■ Given exercise
Show every line of the records below that contains the word "blue", copying each line in full. Case counts, so include only lines where the word appears with that exact capitalization.

■ Stored data
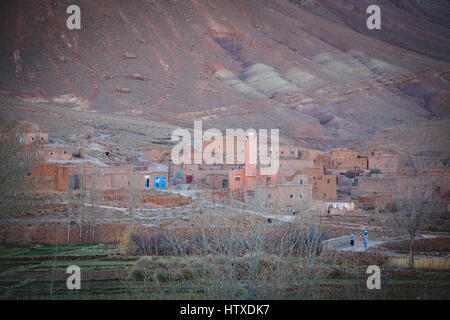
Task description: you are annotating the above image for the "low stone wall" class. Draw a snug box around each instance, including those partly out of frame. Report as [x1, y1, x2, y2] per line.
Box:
[388, 256, 450, 270]
[322, 237, 350, 249]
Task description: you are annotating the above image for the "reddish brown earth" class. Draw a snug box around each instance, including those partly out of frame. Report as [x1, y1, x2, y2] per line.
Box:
[0, 0, 450, 148]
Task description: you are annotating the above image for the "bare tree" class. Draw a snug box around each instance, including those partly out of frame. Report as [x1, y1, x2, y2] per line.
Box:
[128, 168, 139, 230]
[0, 118, 39, 244]
[391, 153, 439, 268]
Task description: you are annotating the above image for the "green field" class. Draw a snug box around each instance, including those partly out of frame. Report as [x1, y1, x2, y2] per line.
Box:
[0, 243, 450, 299]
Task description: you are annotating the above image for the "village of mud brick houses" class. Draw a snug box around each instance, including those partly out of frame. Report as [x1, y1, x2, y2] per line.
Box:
[25, 124, 450, 214]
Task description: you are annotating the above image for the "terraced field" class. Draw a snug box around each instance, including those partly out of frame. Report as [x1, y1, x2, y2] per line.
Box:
[0, 243, 450, 299]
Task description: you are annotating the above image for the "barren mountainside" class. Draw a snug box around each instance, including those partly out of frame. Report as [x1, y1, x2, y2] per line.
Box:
[0, 0, 450, 148]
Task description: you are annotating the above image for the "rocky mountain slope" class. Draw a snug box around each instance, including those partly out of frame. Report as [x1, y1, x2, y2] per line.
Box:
[0, 0, 450, 149]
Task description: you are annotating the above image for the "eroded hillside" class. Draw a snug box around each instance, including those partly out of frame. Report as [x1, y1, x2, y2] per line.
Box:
[0, 0, 450, 148]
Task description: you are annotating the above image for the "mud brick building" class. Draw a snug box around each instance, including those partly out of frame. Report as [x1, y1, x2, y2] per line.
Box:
[255, 184, 312, 212]
[19, 121, 49, 144]
[36, 144, 72, 160]
[139, 147, 170, 163]
[316, 148, 368, 171]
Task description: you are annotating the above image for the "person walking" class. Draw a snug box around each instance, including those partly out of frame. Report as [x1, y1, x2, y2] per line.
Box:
[350, 233, 356, 247]
[363, 230, 369, 249]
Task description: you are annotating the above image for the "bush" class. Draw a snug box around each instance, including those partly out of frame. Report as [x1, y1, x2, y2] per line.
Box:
[369, 168, 381, 175]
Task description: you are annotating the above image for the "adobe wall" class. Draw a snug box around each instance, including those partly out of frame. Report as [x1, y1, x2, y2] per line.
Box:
[368, 155, 400, 173]
[36, 145, 72, 160]
[140, 148, 170, 162]
[255, 184, 312, 211]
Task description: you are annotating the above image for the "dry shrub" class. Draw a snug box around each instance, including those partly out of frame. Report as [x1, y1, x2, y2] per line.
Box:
[118, 227, 137, 256]
[73, 145, 87, 159]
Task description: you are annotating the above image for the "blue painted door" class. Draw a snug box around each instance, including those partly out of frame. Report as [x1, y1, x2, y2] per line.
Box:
[153, 176, 166, 189]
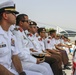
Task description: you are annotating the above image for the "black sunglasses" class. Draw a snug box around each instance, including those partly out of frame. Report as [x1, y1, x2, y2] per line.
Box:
[6, 11, 16, 15]
[22, 20, 30, 23]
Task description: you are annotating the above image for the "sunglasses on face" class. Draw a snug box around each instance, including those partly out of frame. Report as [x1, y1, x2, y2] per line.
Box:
[41, 32, 46, 33]
[6, 11, 16, 15]
[22, 20, 29, 23]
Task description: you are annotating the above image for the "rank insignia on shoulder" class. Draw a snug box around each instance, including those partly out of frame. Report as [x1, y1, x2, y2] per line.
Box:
[47, 40, 50, 43]
[11, 39, 15, 46]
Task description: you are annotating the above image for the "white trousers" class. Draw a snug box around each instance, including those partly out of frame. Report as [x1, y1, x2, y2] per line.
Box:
[22, 62, 54, 75]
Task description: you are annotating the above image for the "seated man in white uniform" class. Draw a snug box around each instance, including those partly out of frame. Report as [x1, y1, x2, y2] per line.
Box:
[13, 14, 53, 75]
[0, 0, 41, 75]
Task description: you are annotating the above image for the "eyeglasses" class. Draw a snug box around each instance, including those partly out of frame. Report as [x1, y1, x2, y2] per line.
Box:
[22, 20, 29, 23]
[6, 11, 16, 15]
[41, 32, 46, 33]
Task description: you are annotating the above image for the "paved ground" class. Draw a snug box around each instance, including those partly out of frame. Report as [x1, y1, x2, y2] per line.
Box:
[64, 55, 72, 75]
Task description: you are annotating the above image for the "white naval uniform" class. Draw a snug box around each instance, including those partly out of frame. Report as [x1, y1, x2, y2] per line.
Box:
[28, 34, 53, 75]
[14, 27, 53, 75]
[9, 26, 42, 75]
[45, 36, 56, 50]
[60, 39, 69, 54]
[0, 26, 18, 75]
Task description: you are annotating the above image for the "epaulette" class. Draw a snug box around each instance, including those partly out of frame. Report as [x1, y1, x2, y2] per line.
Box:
[48, 37, 52, 39]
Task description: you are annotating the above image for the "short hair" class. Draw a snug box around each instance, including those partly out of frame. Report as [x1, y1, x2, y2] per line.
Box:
[49, 29, 56, 35]
[16, 14, 28, 26]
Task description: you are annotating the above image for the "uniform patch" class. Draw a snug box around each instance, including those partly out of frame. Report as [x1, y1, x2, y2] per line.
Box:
[11, 39, 15, 46]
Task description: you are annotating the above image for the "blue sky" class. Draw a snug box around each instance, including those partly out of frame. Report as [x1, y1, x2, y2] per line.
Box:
[14, 0, 76, 30]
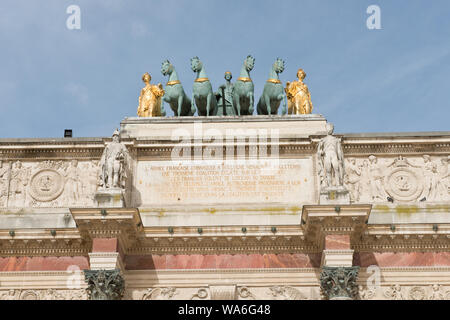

■ Reply
Task description: you are annotating the above image for the "blue painted door" class. Draw a snug box around each instance, including those partly out of frame. Report as [x1, y1, x2, y2] per line.
Task description: you are annotating the above image for the "blue sky" class. Draw a snug box around each instance, including those partly out of frame. Report as [x1, y1, x2, y2] per line.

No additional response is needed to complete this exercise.